**Required actions:**
1. Reproduce verbatim the passage of the news report on Beatrice Lorenzin's forum remarks between "(ANSA) - Rome, February" and "of Matteo Salvini.", inclusive.
2. In the news report on Beatrice Lorenzin's forum remarks, which party leads her centre-left alliance?

**Extract provided:**
Minister talks election, health issues at Facebook-ANSA forum

Redazione Ansa

(ANSA) - Rome, February 19 - Popular Civic (CP) leader and Health Minister Beatrice Lorenzin told a Facebook-ANSA live forum Monday that her centre-left alliance, led by the Democratic Party (PD), would never govern with the centre right.
    "Above all," she said, "there can be no possibility of ruling with" the anti-migrant and Euroskeptic League of Matteo Salvini.
    "No, I made a rather clear choice five years ago when I left (ex-premier Silvio Berlusconi's Forza Italia) FI where I had campaigned since I was a girl, because it was no longer the same and the decision to bring down the Letta government would spell instability for the country. We were right," she said.
    Lorenzin went on to say that "in my view Berlusconi's mistake was to back an electoral law that only rewards the League, and we can see the fruits" of that. She said "an electoral campaign appealing to gut instincts and anger and not based on love creates problems," she said.
    Lorenzin went on to address a wide range of health and bioethical issues.

**Data listing:**
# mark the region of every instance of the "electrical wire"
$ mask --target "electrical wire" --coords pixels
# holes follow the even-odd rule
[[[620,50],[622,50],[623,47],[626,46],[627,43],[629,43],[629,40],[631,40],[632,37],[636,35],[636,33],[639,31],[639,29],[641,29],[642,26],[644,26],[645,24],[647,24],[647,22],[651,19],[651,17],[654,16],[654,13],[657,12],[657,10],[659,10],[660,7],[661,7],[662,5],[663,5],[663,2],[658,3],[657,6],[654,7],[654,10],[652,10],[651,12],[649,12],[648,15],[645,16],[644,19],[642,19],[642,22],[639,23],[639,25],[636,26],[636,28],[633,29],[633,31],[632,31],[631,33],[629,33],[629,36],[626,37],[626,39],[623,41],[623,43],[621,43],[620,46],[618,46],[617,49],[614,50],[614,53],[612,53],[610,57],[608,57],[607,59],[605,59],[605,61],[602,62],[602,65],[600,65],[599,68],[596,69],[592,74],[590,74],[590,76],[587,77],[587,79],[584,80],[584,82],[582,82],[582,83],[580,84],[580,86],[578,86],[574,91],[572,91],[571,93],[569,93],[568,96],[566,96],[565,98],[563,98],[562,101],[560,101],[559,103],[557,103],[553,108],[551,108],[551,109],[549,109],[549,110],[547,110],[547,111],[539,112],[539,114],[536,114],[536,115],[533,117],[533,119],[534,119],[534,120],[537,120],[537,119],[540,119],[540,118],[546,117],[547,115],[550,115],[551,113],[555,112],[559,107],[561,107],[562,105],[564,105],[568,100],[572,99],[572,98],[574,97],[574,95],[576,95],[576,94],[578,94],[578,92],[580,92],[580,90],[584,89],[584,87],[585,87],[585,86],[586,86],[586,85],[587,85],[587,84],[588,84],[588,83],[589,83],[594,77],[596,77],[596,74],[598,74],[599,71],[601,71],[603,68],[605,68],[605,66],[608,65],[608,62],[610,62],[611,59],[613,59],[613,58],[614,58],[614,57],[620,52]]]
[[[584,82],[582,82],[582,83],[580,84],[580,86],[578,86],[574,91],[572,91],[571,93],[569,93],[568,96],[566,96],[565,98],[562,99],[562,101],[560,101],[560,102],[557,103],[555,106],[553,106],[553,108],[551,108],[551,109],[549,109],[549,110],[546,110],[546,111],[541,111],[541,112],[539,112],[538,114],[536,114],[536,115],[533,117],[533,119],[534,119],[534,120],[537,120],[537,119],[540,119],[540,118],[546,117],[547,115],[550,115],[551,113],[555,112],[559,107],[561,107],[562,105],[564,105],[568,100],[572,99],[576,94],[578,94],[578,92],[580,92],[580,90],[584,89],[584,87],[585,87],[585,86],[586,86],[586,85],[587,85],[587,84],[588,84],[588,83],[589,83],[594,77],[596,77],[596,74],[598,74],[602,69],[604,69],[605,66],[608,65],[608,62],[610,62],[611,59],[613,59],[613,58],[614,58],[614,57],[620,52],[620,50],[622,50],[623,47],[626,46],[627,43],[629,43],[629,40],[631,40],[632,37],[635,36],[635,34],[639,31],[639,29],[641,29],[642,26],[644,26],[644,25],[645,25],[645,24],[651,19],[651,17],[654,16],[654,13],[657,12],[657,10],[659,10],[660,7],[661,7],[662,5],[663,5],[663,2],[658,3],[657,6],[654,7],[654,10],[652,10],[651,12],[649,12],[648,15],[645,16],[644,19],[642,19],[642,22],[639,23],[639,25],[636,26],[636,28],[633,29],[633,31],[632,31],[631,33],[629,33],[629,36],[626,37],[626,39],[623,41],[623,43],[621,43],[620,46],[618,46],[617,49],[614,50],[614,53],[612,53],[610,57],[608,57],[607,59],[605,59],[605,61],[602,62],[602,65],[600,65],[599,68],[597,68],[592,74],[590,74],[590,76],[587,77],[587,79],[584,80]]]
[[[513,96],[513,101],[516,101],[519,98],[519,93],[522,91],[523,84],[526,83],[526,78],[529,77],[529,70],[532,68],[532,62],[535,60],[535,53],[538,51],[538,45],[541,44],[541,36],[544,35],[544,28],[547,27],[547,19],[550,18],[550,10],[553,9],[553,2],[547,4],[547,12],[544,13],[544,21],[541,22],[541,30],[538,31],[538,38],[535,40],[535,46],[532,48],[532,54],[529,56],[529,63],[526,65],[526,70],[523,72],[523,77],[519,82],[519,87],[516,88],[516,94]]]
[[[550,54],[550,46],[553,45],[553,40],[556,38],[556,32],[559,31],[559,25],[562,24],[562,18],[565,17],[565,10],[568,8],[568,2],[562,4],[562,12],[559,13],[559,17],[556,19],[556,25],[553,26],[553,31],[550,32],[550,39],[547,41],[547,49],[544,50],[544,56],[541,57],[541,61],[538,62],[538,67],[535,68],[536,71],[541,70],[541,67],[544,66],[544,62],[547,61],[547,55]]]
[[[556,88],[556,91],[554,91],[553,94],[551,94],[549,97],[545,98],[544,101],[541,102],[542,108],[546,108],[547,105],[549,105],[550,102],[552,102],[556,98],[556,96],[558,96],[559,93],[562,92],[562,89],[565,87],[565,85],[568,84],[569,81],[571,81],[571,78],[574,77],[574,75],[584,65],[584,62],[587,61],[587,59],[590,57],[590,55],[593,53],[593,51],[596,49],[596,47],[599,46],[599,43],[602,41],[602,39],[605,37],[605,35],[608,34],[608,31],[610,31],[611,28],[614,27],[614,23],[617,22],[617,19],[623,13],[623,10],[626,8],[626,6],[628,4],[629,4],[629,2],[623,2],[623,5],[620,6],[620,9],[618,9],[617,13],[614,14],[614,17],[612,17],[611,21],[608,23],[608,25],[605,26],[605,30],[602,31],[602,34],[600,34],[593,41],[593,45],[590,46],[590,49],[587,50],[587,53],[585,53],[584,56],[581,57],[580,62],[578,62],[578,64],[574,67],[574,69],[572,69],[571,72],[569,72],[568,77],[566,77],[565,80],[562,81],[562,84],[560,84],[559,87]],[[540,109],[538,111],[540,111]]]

==

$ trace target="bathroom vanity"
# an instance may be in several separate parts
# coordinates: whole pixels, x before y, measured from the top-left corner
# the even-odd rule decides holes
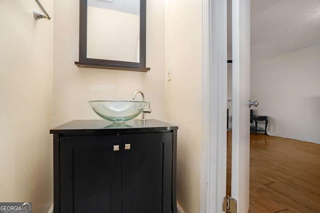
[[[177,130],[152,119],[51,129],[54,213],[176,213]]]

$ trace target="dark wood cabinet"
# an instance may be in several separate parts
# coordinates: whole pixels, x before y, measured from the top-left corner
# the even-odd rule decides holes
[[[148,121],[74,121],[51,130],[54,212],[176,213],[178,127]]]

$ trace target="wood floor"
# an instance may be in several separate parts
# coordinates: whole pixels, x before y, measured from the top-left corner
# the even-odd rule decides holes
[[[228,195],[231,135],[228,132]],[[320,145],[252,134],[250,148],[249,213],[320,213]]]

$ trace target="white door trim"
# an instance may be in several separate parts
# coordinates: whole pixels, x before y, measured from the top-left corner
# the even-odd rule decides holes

* * *

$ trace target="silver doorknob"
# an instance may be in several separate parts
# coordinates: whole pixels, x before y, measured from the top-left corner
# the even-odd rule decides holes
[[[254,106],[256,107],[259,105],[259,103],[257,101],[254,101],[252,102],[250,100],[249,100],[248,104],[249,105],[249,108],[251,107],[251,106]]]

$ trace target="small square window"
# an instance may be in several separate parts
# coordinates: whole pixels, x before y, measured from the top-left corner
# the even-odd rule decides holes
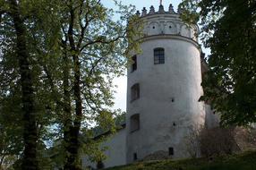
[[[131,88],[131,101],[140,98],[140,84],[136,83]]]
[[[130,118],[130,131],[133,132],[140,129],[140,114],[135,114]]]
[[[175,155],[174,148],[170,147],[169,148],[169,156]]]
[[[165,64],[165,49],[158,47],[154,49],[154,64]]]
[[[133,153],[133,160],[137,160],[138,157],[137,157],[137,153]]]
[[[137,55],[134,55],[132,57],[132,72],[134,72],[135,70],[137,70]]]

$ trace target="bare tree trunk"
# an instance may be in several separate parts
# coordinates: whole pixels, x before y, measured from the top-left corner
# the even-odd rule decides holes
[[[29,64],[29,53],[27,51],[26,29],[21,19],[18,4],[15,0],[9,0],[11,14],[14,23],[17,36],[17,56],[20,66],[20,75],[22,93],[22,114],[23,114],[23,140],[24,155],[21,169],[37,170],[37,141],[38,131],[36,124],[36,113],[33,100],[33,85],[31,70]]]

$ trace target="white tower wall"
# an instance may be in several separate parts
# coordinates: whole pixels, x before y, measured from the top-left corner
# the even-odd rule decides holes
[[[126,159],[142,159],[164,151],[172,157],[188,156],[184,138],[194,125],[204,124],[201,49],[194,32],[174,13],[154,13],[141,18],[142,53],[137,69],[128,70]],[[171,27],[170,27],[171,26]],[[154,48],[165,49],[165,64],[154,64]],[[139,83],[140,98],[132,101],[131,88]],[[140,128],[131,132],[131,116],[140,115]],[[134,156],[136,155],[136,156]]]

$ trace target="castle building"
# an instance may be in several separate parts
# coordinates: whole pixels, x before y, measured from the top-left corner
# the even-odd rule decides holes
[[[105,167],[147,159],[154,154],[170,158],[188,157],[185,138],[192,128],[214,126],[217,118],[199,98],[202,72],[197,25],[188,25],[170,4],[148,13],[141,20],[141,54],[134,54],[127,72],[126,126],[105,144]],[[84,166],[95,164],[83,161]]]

**Answers for this exercise:**
1.
(ANSA) - Rome, February 19 - Popular Civic (CP) leader and Health Minister Beatrice Lorenzin told a Facebook-ANSA live forum Monday that her centre-left alliance, led by the Democratic Party (PD), would never govern with the centre right.
    "Above all," she said, "there can be no possibility of ruling with" the anti-migrant and Euroskeptic League of Matteo Salvini.

2. The Democratic Party (PD).